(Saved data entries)

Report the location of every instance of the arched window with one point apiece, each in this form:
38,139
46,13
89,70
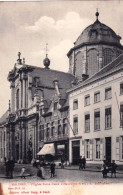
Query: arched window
17,99
79,64
107,56
92,62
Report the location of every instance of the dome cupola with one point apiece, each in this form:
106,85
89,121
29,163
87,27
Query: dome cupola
46,61
96,46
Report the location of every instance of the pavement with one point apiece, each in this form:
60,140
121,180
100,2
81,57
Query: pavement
69,173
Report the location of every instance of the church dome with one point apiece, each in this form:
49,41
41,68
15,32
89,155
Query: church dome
46,62
98,33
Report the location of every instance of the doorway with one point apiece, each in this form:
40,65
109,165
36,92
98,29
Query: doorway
75,152
108,149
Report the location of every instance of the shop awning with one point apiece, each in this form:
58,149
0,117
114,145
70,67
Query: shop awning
47,149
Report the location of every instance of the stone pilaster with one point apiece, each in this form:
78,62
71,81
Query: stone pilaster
100,57
84,66
12,87
20,144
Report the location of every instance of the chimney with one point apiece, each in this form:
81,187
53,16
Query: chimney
84,77
56,86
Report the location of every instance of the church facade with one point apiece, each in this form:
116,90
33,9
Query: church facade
95,100
38,104
79,113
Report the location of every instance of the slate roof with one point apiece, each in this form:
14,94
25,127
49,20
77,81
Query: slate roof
103,33
114,66
47,76
4,117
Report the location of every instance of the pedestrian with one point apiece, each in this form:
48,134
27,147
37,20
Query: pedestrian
23,173
41,170
7,167
52,169
80,163
83,162
62,162
113,168
11,165
104,169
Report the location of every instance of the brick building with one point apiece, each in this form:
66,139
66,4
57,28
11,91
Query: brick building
95,100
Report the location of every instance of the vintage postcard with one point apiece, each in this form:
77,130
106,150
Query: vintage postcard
61,98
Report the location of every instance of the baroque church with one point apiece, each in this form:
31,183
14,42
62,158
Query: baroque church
63,110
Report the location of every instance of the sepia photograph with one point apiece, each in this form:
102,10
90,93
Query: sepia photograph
61,97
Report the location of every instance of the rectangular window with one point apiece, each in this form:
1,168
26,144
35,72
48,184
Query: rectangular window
97,148
87,100
108,118
52,128
96,97
55,106
75,125
87,147
97,120
41,133
48,130
121,88
122,147
75,104
87,122
65,130
121,115
59,127
108,93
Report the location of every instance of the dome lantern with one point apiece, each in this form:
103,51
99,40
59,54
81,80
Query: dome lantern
46,61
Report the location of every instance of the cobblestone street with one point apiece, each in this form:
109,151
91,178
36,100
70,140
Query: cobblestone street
68,175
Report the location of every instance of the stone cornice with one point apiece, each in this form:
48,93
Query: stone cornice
94,43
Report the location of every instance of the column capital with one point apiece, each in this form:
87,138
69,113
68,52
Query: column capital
12,84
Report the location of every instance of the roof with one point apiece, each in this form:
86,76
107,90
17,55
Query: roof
114,66
46,82
98,32
4,117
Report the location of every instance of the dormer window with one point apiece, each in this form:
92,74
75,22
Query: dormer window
55,106
17,99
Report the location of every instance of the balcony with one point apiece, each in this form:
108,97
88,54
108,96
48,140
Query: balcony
56,137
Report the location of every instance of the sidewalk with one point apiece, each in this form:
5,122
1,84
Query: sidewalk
89,167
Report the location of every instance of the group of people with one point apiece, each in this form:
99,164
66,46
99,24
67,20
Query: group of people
9,167
82,162
109,167
41,171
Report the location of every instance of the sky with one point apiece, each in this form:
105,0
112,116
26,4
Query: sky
26,27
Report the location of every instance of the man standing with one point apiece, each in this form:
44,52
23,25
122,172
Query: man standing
11,164
113,168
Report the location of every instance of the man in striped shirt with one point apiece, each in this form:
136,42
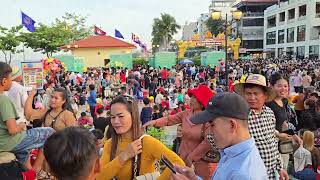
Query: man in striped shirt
262,122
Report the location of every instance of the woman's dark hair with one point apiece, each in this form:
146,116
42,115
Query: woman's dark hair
132,107
5,70
275,77
146,101
73,157
91,87
250,86
97,133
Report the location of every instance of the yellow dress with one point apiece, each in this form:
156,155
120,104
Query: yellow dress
152,149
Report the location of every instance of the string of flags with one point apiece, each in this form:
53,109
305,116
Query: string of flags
29,24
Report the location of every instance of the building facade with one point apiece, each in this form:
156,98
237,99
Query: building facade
188,30
201,25
96,51
293,29
251,26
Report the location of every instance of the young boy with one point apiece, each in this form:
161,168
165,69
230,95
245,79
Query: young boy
73,154
14,137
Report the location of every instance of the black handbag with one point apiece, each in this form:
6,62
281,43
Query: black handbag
285,147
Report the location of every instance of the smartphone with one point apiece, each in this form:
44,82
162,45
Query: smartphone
168,164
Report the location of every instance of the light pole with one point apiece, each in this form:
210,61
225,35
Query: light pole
236,15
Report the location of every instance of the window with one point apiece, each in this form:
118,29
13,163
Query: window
301,34
291,14
271,38
271,21
290,35
281,36
282,17
302,10
280,52
314,51
253,22
300,52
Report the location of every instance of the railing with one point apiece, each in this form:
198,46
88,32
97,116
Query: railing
253,14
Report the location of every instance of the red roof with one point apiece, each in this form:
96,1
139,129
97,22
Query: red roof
99,42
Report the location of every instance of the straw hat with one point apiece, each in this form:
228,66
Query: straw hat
256,79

* **THE PROBLEM**
From the first line to the last, write out the data exactly, dropping any pictures.

* **ANSWER**
Report the location of every instance of the arched window with one point apiece, each in this form:
38,139
46,13
89,70
Query: arched window
17,99
79,64
107,56
92,62
Report the location of every instance of the dome cupola with one point apiece, each in this form:
106,85
89,121
29,163
87,27
Query: dome cupola
46,61
96,46
Report the location of every instance of the pavement with one point apiece, each in this form:
60,140
121,180
100,2
81,57
Query: pavement
69,173
Report the location of every instance of the church dome with one point apiece, each in this form:
49,41
41,68
15,32
89,155
Query: church dome
46,62
98,33
Report the location of every instance of the doorway with one point apiece, each in this form:
40,65
109,165
36,92
98,29
Query: doorway
75,152
108,149
Report the location of every instance of the shop awning with one point apiece, each in this form:
58,149
0,117
114,145
70,67
Query: shop awning
47,149
Report the location of every instance of the stone pilaster with one point apiece, each in this form:
78,62
71,81
Query: stone pilaster
100,57
84,66
12,87
20,144
Report the location of every instance of the chimney with one point apiece, each in this form:
81,187
53,16
Query: chimney
84,77
56,86
Report the location of every instance of the church facade with one point apiece, each in this form:
116,90
33,9
Query: church facade
95,100
38,104
79,113
Report the location of every instance of the slate roof with one point apiece, each in this form:
14,94
25,127
49,20
77,81
Query: slate roof
103,33
114,66
47,76
4,117
Report the location of every instance of the pedestrian with one point apiece, each in this form:
48,134
27,147
37,20
Query: pedestrian
23,173
41,170
7,167
52,169
80,163
83,162
62,162
113,168
11,165
104,169
Report the location of every instance of the brick building with one point apiece, each in this form:
66,139
66,4
57,28
11,91
Query: brick building
95,100
Report the location of every instance of the vintage postcard with one point apiece, each in this form:
77,130
106,150
Query: vintage postcard
61,98
Report the location of every instance of the baroque church with one point apiece, each in this form:
31,183
14,42
62,158
Query: baroque church
63,110
Report the location of every instance of the sepia photograph with one point apiece, each in this form:
102,10
90,93
Query: sepia photograph
61,97
Report the location of every instance of the rectangular window with one point apiece, each in this form:
1,168
26,144
35,72
48,184
Query: rectangular window
97,148
87,100
108,118
52,128
96,97
55,106
75,125
87,147
97,120
41,133
48,130
121,88
122,147
75,104
87,122
65,130
121,115
59,127
108,93
Report the location of every instance of the dome lantern with one point apiece, each in this form:
103,51
99,40
59,54
81,80
Query: dome lantern
46,61
Report the location of every instance of the cobblestone street with one point apiece, each in this form:
109,151
91,178
36,100
70,140
Query: cobblestone street
68,175
Report the location of every instance of the stone cornice with one point apiece, each in this form:
48,93
Query: stone cornice
94,43
Report the location of every instance of the column capital with one point apiece, each in this form:
87,138
69,113
68,52
Query: column capital
12,84
Report the location of every instance of the roof with one point apiece, each in this form:
86,76
107,90
17,55
Query: roof
114,66
46,82
98,32
4,117
Report the location of every instance of the dormer window with one point apiece, each in this form:
92,74
75,22
Query: dormer window
55,106
17,99
Report the location of every instance of the balcony with one point apiece, each in this form:
108,97
88,54
108,96
48,140
Query: balcony
56,137
Report the location of every instance of the sidewalk with one point apiece, each in this form:
5,122
1,84
Query: sidewalk
89,167
Report the location of every instance of the group of people with one point apiece, each in this form:
99,164
66,46
99,24
67,20
Query: group of people
9,167
82,162
109,167
41,171
Report the location of every instance of the sky with one point apiece, each in this form:
105,0
112,116
26,4
Query: sky
26,27
Report the location of every instance of the man standing with one point apiece, each in this form:
44,52
23,25
122,172
Query: man standing
11,164
113,168
Report the location of every instance of the man in striped shirt with one point apiece, each in this form:
136,42
Query: man in striped shirt
262,122
Report the location of every instance of the woman's dark hair with one point apiece, each in this form:
146,116
42,115
Query: woman's dark hair
132,107
5,70
275,77
146,101
73,157
91,87
250,86
97,133
Report the location of every instance of the yellow dress with one point apiece, each in this form:
156,155
120,104
Query: yellow dress
152,149
Report the location of every instance of the string of flags with one point apiece, each in this form:
53,109
305,116
Query: string of flags
29,24
Report the location of every instance of the building facade with one point apiece, each in this form:
156,98
237,99
Query: building facade
188,30
201,25
96,51
293,29
251,26
Report the location of every instance of the young boy with one point apiece, each in this form:
161,168
165,69
230,95
245,79
Query: young boy
73,154
14,137
Report the location of every instance of the black handbag with one point apiece, each in this form:
6,62
281,43
Query: black handbag
285,147
Report the location of every instance of the smartphone with one point apiece, each in this form:
44,82
162,45
Query: smartphone
168,164
Report the location of every instance of the light pole with one point apiece, each in this form:
210,61
225,35
Query: light pole
236,15
Report the location of every instance of the window with one point apiece, each in this form:
118,29
13,163
Query: window
301,34
291,14
271,38
271,21
290,35
281,36
282,17
302,10
280,52
314,51
253,22
300,52
Report the location of every instance of the railing with one point apiece, each in this form:
198,46
88,32
97,116
Query: railing
253,14
Report the location of every instance of the red roof with one point apiece, each in this form:
96,1
139,129
97,22
Query: red roof
99,42
Report the location of every instance of the straw hat with one point apiece, each in this form:
228,66
Query: straw hat
256,79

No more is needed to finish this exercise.